>> START Material provided
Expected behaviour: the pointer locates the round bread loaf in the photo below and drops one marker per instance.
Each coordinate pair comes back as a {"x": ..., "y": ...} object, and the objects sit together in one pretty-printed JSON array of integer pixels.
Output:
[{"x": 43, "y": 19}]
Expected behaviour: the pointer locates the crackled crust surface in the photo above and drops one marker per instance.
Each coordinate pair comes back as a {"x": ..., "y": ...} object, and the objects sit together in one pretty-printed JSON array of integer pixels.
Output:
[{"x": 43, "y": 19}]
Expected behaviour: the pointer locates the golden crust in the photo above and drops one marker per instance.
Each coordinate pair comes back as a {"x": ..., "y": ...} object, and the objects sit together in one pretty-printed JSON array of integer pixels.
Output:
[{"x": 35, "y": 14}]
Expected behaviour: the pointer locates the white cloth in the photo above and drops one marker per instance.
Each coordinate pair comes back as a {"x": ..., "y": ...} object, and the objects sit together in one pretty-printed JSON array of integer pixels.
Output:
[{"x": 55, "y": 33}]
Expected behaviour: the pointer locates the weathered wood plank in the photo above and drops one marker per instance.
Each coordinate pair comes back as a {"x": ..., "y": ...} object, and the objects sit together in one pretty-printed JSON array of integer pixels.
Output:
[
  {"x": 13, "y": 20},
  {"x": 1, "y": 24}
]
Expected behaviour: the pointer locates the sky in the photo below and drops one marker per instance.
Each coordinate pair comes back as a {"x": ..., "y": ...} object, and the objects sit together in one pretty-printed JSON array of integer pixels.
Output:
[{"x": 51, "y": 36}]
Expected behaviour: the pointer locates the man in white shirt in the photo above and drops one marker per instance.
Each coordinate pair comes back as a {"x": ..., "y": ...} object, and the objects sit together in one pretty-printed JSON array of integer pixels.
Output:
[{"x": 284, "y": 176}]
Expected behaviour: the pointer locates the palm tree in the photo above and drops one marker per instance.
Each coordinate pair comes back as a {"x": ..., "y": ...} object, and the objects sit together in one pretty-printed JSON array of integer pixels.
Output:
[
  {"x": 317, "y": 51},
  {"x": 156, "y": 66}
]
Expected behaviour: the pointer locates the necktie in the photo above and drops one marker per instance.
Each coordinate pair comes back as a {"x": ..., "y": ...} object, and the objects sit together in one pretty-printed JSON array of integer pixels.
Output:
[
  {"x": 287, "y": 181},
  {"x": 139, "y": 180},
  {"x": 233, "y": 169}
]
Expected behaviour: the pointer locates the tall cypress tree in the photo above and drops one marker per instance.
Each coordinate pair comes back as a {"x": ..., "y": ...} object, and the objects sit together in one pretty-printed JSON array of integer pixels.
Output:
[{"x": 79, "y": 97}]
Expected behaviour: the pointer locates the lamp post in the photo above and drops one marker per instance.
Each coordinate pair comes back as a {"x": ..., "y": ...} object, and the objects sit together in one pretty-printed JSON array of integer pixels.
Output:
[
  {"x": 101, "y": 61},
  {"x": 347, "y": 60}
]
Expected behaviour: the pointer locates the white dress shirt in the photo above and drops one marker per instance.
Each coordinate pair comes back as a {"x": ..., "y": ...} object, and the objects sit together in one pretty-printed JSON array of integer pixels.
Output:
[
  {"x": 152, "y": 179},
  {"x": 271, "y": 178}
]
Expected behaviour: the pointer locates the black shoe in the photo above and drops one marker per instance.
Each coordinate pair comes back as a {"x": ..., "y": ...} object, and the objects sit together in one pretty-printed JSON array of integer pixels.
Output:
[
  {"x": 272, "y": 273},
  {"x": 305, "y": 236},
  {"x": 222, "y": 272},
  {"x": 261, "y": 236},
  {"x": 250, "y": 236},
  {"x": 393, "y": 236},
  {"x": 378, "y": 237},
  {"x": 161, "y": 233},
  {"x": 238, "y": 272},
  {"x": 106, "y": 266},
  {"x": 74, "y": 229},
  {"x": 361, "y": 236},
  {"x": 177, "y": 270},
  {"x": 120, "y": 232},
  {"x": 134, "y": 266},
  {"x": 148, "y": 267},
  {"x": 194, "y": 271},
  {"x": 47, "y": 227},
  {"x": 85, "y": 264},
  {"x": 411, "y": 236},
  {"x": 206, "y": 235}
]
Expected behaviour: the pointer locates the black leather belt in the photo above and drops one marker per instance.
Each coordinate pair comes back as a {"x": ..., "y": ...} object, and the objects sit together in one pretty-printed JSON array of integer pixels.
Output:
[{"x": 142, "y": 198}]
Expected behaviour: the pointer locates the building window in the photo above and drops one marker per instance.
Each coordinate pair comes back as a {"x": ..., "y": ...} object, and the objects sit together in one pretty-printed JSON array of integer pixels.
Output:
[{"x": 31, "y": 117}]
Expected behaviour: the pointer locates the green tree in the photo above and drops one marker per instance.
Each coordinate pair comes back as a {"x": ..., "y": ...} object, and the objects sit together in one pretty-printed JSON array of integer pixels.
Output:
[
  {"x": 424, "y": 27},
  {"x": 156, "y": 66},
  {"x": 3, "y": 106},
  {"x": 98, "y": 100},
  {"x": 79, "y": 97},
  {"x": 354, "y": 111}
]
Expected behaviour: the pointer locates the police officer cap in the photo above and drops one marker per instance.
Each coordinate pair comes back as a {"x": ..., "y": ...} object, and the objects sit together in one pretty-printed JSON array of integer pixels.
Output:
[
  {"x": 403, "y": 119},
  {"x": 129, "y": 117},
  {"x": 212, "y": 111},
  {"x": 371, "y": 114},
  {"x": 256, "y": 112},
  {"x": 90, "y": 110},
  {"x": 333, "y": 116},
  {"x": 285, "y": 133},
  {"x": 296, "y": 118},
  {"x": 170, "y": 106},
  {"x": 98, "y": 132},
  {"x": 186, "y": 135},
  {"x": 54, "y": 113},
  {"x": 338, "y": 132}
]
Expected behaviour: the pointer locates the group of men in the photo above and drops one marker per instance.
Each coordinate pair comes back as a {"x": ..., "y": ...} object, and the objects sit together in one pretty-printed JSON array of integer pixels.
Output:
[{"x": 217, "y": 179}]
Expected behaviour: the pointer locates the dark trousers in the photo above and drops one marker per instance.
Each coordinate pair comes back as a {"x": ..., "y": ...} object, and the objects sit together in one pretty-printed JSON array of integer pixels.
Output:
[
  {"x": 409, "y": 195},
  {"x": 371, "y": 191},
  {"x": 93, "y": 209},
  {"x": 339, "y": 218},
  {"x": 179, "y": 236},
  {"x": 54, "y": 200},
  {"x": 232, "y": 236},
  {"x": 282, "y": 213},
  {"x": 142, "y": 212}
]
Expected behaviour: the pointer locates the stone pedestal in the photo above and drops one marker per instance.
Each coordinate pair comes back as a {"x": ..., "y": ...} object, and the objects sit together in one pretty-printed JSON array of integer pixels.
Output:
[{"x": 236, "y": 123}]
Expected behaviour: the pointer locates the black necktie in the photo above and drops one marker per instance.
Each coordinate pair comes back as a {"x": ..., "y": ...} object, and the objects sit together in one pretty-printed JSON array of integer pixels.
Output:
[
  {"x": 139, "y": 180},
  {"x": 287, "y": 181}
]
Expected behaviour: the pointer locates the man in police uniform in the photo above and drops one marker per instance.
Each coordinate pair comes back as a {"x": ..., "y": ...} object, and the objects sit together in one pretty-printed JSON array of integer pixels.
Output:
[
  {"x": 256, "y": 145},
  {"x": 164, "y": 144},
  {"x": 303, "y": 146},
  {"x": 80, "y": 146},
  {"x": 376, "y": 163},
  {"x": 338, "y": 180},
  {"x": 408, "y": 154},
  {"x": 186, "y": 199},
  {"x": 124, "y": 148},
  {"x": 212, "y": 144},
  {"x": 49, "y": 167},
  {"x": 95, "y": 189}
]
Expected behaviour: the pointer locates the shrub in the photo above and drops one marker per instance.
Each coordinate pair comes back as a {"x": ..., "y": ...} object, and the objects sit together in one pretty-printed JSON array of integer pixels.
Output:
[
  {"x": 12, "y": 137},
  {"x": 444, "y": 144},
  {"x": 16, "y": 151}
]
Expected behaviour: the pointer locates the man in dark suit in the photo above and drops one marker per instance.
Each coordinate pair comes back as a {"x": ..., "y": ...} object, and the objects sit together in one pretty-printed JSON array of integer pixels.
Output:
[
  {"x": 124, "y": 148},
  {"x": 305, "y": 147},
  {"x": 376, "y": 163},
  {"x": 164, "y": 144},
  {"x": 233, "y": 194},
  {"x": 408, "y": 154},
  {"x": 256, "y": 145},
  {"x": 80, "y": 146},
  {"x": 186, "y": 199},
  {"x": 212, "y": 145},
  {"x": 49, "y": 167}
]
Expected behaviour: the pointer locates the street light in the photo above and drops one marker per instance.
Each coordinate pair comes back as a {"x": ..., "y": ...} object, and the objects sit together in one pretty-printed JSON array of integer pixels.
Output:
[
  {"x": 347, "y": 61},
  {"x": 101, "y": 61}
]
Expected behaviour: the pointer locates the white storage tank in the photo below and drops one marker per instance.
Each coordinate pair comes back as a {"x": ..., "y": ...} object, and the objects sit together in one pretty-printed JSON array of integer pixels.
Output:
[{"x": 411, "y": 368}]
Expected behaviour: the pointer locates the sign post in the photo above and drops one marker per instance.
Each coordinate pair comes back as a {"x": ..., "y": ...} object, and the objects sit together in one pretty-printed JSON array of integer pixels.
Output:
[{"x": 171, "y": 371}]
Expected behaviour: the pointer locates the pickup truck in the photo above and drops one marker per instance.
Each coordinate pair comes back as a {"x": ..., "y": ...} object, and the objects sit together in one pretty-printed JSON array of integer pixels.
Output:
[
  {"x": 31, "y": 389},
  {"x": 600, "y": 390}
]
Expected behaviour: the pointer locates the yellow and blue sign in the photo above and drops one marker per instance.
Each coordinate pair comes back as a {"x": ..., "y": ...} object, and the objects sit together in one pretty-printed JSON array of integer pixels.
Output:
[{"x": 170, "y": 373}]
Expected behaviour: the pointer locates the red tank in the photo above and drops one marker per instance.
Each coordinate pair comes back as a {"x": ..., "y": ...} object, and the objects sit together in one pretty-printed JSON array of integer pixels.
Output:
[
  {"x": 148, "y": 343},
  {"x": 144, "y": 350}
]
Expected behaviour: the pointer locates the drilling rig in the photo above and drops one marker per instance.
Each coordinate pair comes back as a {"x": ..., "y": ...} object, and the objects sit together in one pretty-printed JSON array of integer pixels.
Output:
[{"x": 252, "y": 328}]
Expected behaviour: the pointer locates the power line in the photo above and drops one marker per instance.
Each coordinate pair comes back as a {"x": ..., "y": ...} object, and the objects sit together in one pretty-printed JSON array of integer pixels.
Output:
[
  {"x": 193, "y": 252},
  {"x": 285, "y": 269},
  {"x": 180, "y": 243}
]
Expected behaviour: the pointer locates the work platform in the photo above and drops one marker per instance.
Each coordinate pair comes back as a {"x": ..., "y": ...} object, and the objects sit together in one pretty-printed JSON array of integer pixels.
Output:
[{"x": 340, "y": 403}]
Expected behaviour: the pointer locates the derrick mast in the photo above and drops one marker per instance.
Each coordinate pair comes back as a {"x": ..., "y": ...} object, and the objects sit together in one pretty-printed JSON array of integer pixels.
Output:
>> END Material provided
### The exercise
Exactly and exclusively, repeat the lines from the line that contains "Expected behaviour: the pointer locates the yellow" through the end of the records, both ends included.

### Full answer
Expected behaviour: the pointer locates the yellow and blue sign in the photo above and drops one marker per instance.
Each coordinate pair comes back as a {"x": ..., "y": ...} object, and the objects sit together in one pretty-printed JSON array of integer pixels.
Output:
[{"x": 170, "y": 373}]
Expected behaviour: the pointer locates the red tank in the photo above and drops one marker per instance.
Each coordinate pair comes back as a {"x": ..., "y": ...} object, and the objects sit together in one pretty-printed JSON array of integer pixels.
Output:
[
  {"x": 148, "y": 343},
  {"x": 144, "y": 350}
]
Expected behaviour: the pointer locates the drilling rig in the photo above and drops one marker per instance.
Each coordinate pair comes back as a {"x": ..., "y": ...} object, and the objects sit together in one pretty-printed JSON array of integer pixels.
Output:
[{"x": 252, "y": 328}]
Expected behaviour: the pointer locates the power line in the photo above and drops one marker per instance.
Each coordinate pair comes back as a {"x": ..., "y": ...} object, and the objects sit together in one pretty-printed JSON array of integer pixels.
Output:
[
  {"x": 193, "y": 252},
  {"x": 285, "y": 269},
  {"x": 180, "y": 243}
]
Expected behaviour: the pointer locates the work platform in the photo above and drops one marker per instance.
Each coordinate pair comes back as a {"x": ..., "y": ...} object, and the objects sit together in one pretty-printed JSON array of integer pixels.
Output:
[{"x": 340, "y": 403}]
Expected behaviour: the pointer locates the derrick mast in the photo above and drops one marker per instance.
Each coordinate pair comes back as a {"x": ..., "y": ...} object, and the objects sit together in one pretty-printed JSON array of integer pixels.
Output:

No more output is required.